▶ **Task material**:
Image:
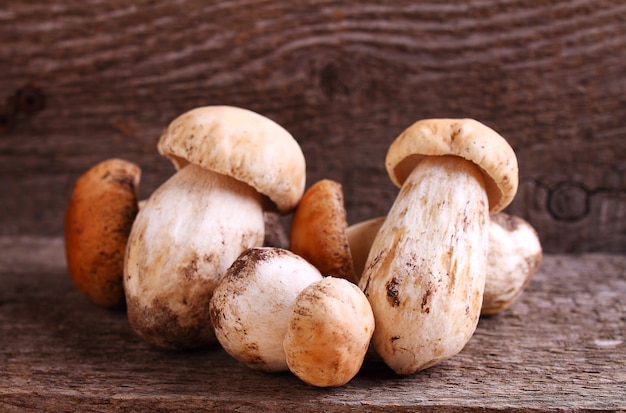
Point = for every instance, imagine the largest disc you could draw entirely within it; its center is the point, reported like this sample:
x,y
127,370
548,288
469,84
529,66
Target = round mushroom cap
x,y
318,230
466,138
241,144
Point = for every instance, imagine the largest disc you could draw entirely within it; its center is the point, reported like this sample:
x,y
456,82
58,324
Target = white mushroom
x,y
425,273
250,307
329,332
199,221
514,255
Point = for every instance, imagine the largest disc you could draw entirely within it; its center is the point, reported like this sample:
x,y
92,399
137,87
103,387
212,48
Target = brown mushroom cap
x,y
466,138
242,144
98,220
318,230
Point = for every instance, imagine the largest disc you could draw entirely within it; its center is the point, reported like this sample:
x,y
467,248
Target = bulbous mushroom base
x,y
183,240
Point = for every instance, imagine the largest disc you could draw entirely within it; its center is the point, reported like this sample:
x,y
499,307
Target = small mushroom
x,y
425,273
251,305
329,332
514,255
199,221
98,220
318,230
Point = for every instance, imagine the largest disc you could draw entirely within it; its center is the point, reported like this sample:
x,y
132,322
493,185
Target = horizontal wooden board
x,y
561,347
344,78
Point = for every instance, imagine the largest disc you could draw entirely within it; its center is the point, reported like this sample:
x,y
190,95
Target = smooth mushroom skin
x,y
329,333
275,233
239,143
360,239
318,230
97,224
251,306
425,273
231,162
514,255
183,240
425,286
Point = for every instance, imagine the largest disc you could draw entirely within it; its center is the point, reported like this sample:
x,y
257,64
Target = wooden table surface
x,y
562,346
345,78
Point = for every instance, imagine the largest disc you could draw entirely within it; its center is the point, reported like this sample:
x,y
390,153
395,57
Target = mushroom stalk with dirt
x,y
425,273
231,162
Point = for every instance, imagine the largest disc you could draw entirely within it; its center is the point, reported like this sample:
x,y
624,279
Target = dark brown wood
x,y
561,347
344,77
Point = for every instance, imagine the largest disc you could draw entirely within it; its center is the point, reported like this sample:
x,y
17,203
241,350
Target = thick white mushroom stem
x,y
184,238
425,273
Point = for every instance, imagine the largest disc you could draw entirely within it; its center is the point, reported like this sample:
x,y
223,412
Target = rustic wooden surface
x,y
561,347
344,77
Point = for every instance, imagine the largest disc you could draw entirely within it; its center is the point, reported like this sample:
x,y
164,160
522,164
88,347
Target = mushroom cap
x,y
466,138
318,230
329,331
514,255
242,144
98,221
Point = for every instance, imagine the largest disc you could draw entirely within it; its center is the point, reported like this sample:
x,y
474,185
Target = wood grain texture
x,y
344,78
561,347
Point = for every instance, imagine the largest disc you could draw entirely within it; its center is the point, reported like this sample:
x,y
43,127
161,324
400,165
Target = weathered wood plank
x,y
561,347
344,78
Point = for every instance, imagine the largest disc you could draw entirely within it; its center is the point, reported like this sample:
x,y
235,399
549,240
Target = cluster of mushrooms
x,y
205,259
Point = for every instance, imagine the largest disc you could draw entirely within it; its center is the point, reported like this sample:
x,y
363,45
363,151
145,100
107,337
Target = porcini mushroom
x,y
514,255
425,273
251,305
197,223
98,220
318,230
329,332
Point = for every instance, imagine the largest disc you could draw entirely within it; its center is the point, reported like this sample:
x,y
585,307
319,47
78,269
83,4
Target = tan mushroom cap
x,y
466,138
318,230
242,144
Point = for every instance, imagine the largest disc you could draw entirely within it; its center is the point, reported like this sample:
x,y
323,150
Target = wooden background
x,y
344,77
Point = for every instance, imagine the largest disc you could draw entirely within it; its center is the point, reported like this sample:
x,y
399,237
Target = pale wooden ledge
x,y
561,347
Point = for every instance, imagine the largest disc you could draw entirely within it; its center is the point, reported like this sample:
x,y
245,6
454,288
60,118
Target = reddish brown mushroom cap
x,y
98,220
318,230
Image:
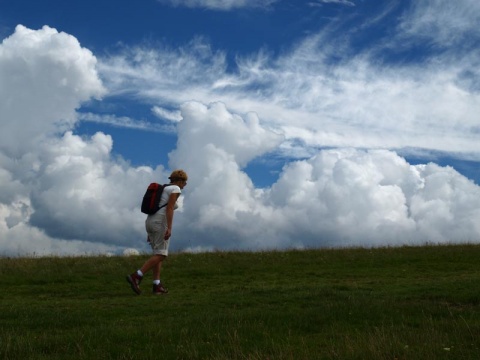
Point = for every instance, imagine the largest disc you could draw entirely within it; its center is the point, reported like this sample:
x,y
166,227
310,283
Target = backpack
x,y
151,199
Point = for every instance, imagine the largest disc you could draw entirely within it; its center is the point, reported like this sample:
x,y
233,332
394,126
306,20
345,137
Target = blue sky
x,y
244,92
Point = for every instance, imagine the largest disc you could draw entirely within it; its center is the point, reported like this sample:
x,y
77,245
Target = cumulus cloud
x,y
46,71
355,101
65,194
60,193
343,197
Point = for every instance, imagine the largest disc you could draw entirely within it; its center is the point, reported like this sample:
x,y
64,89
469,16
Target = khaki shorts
x,y
156,226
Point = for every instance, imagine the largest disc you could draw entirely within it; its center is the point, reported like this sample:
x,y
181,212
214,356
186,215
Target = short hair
x,y
178,175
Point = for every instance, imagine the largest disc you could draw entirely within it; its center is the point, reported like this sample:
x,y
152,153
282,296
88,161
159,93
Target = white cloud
x,y
128,123
65,194
166,114
443,22
341,2
357,101
220,4
56,76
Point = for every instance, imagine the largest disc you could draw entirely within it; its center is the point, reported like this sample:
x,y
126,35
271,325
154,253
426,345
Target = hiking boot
x,y
159,289
134,280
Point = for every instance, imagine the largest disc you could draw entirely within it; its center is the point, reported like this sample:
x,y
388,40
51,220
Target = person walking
x,y
159,230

▶ **Activity**: Copy out the preceding entries without a single change, leaving out the pictures.

▶ **Answer to this problem**:
Image:
Point = for every instance, imagine the largest disc you could draw entirely within it; its center is the point, reported like this sample:
x,y
127,370
548,288
469,84
529,66
Target = round mushroom cap
x,y
318,230
466,138
241,144
Point = for every instance, imagine the largest disc you could draw entirely within it; its center is the point, reported like this sample:
x,y
456,82
58,324
Target = white mushroom
x,y
425,273
250,307
329,332
199,221
514,255
Point = for every instance, imagine the largest disc you could draw entirely within it; its center is the point, reported like this sample:
x,y
92,399
137,87
103,387
212,48
Target = brown mushroom cap
x,y
466,138
242,144
98,220
318,230
Point = for every instance, imagine the largest disc you could draw entirely within it; its center is the point, reported like this sample:
x,y
467,248
Target = bulbous mushroom base
x,y
183,240
Point = for every instance, imagine the largest disc you could draw entirely within it; its center is the point, reported like this sample:
x,y
499,307
Target = small mushroom
x,y
425,273
251,305
329,332
514,255
199,221
98,220
318,230
Point = for every instance, imagine the largest disc you could draw entirely within it; its center is the point, reported like this sample:
x,y
132,322
493,185
Target = horizontal wooden board
x,y
561,347
344,78
Point = for every instance, imagine the largest disc you could draw entirely within it; its center is the point, reported like this sample:
x,y
190,95
Target = smooth mushroom skin
x,y
329,333
275,233
239,143
360,239
318,230
97,224
251,306
425,273
231,162
514,255
183,240
425,286
Point = for every instance, imagine the largest disc you could draw entirely within it; its center is the point, reported like this sample:
x,y
257,64
Target = wooden table surface
x,y
562,346
345,78
Point = for every instance, imagine the largest disc you could draw entirely within it; its center is the point, reported like this sample:
x,y
390,153
395,57
Target = mushroom stalk with dirt
x,y
425,273
231,162
Point = for every instance, imagine the largest disc you could draw entirely within it; its center is the point, reported like this sample:
x,y
624,279
Target = dark brown wood
x,y
561,347
344,77
Point = for every instance, imagine the largest disc you could draw entirely within it; its center is the point, reported like this sample:
x,y
17,203
241,350
Target = thick white mushroom stem
x,y
184,238
425,273
Point = for every instance, imagine the largest disc you could draw entirely within it; its center is the point, reported like this sample:
x,y
223,412
Target = rustic wooden surface
x,y
561,347
344,77
Point = for every instance, imagine the largest disc you could draw entirely within it; its center is the point, reported like this sample:
x,y
164,160
522,164
88,347
Target = mushroom cap
x,y
466,138
318,230
329,331
514,255
242,144
98,221
Point = for every instance, imagine the largest disc you could draw entirely within it; its center is the point, reported like this sample:
x,y
474,185
Target = wood grain texture
x,y
344,78
561,347
Point = for every instance, imagine the largest disc you could draw entirely within it; its center is the point, reported like this sample:
x,y
43,127
161,324
400,165
Target = weathered wood plank
x,y
561,347
344,78
Point = for every instance, imagine the largest disc you could draw entirely within it; its center is the point, reported like this sample:
x,y
235,399
549,240
Target = cluster of mushrooms
x,y
205,259
Point = for every instance, imagine the largest disc you could draw entirely within it; its center is the point, reported like this sample:
x,y
363,45
363,151
145,100
107,337
Target = porcini mushroom
x,y
514,255
425,273
251,305
197,223
98,220
318,230
329,332
Point = for every instance, imagine the largest disc you could draw entirely within it; its center is the point, reported like this sample:
x,y
585,307
319,47
78,269
83,4
Target = tan mushroom cap
x,y
466,138
318,230
242,144
Point = for every instance, imagine the largest disc you could draw entirely within it; its center is the point, reported like this sample:
x,y
323,150
Target = wooden background
x,y
344,77
Point = for every instance, imagine the largest disc you could draw entirely within it; its center is the point, reported like this sample:
x,y
399,237
Target = pale wooden ledge
x,y
561,347
Point = for every instance, imagine the largest disc you could draw entirely within it; its center is the point, reported like this sample:
x,y
245,6
454,288
60,118
Target = reddish brown mushroom cap
x,y
98,220
318,230
Image:
Point = for every instance, imagine the largest disc you could draw entirely within it; its center is the point, reported like this sample:
x,y
166,227
310,283
Target = backpack
x,y
151,199
Point = for every instance, imagine the largest disc you could draw entirely within it; its center is the point, reported like this sample:
x,y
233,332
394,126
306,20
345,137
Target = blue sky
x,y
244,92
Point = for every instance, imagine the largest disc you could draw entirely within it; its center is the point, reported like this sample:
x,y
77,245
Target = cumulus cloud
x,y
46,71
355,101
65,194
60,193
343,197
Point = for every instance, imagine the largest disc you could draw entirely within it; its center is the point, reported like this sample:
x,y
64,89
469,16
Target = khaki shorts
x,y
156,226
Point = for every instance, imagine the largest disc you could draw entirely within it; its center is the point, reported like this sample:
x,y
181,212
214,356
186,215
Target = short hair
x,y
178,175
Point = for every instance, imagine the largest disc you could draw entirely within it; its center is the point, reported like this sample:
x,y
152,153
282,296
88,161
159,93
Target = white cloud
x,y
128,123
65,194
166,114
443,22
341,2
357,101
220,4
56,76
Point = for every instance, imagine the largest disc you could draw entirely within it; its center is the point, reported like this sample:
x,y
126,35
271,325
154,253
426,345
Target = hiking boot
x,y
159,289
134,280
Point = for every instance, imagine the largest disc you could draw entirely within it; its center is the point, reported like this sample:
x,y
388,40
51,220
Target = person walking
x,y
159,230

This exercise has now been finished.